Exercise task a: Pick out every line of the rows below that contains the word "floor", and copy each one.

Document extract:
The new school requires visitors to enter across three short bridges that end at the school’s front doors.
 
Each entrance is visible to those inside the school giving them a view of who is walking up long before that person enters the building.
 
"What it is doing on a psychological level is it's saying, ‘If you're approaching this school we can see you. We can see out these windows and through this glass and see you approaching.’ That's a good strong psychological message,” said Svigals + Partners’ associate principal architect Julia McFadden.
 
McFadden helped design the new school and has worked to incorporate safety in other school design projects.
 
“In most cases you don’t even notice it,” McFadden said.
 
McFadden and the firm she works for pay special attention to the height of school windows.
 
At the new Sandy Hook School, windows give people inside the building a view of nature outside, but they are raised up enough that they provide a hiding place below for students in an emergency, away from a bad guy's view.

Exercise task b: Reproduce the passage above about safety features in the new Sandy Hook School's design word for word, in full.

Records shown:

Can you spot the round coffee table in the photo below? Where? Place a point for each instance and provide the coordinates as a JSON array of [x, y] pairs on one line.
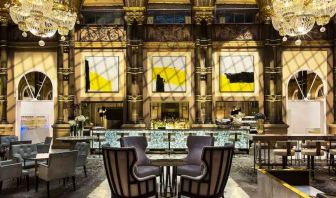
[[74, 139]]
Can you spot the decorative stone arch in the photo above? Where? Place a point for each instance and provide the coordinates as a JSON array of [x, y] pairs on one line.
[[37, 89]]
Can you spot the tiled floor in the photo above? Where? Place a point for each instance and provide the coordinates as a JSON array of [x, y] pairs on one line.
[[232, 190]]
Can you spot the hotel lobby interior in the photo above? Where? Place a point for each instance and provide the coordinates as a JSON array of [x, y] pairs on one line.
[[167, 98]]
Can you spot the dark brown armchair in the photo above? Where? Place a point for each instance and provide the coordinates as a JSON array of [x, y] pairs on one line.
[[120, 166], [217, 164]]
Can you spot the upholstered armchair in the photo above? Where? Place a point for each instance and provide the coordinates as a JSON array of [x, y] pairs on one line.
[[10, 169], [21, 152], [193, 166], [211, 183], [83, 149], [60, 166], [121, 162], [5, 144], [143, 165]]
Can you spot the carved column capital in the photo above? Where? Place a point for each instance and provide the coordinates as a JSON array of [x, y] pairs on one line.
[[203, 13], [134, 14]]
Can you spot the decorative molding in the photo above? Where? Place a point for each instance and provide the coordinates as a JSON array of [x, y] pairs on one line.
[[164, 33], [101, 34], [203, 70], [237, 44], [203, 13], [203, 98], [136, 98], [273, 98], [4, 20], [236, 32], [134, 14], [3, 71], [90, 45], [66, 99], [65, 71], [169, 45], [132, 70], [3, 98], [272, 70]]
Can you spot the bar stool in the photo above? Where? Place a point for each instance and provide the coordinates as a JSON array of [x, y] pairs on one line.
[[284, 149], [312, 149]]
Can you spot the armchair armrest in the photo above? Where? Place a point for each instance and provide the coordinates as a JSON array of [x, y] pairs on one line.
[[7, 162], [43, 171], [197, 178], [10, 171]]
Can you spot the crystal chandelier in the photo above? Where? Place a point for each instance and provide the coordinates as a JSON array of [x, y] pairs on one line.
[[295, 18], [43, 18]]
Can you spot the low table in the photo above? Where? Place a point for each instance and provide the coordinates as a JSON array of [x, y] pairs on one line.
[[98, 134], [74, 139], [168, 162]]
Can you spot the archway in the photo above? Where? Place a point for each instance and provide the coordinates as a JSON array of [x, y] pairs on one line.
[[35, 107], [305, 103]]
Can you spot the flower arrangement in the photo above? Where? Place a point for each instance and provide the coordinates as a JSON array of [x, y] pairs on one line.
[[77, 125]]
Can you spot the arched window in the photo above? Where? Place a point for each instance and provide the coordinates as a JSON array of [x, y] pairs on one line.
[[305, 85], [35, 86]]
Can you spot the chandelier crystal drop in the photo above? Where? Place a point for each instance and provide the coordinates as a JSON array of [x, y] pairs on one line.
[[295, 18], [43, 18]]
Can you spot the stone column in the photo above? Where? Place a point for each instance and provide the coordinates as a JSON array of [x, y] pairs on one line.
[[60, 87], [208, 66], [203, 15], [3, 68], [332, 127], [71, 74], [198, 71], [273, 82], [61, 128], [134, 17]]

Full output a:
Can you spot the tiled floor in the photo above? Where? Place a point for each instance and provide the coordinates as a JSON array of [x, y] pairs on one line.

Full output b:
The new school requires visitors to enter across three short bridges that end at the school’s front doors.
 
Each entrance is visible to those inside the school giving them a view of who is walking up long before that person enters the building.
 
"What it is doing on a psychological level is it's saying, ‘If you're approaching this school we can see you. We can see out these windows and through this glass and see you approaching.’ That's a good strong psychological message,” said Svigals + Partners’ associate principal architect Julia McFadden.
 
McFadden helped design the new school and has worked to incorporate safety in other school design projects.
 
“In most cases you don’t even notice it,” McFadden said.
 
McFadden and the firm she works for pay special attention to the height of school windows.
 
At the new Sandy Hook School, windows give people inside the building a view of nature outside, but they are raised up enough that they provide a hiding place below for students in an emergency, away from a bad guy's view.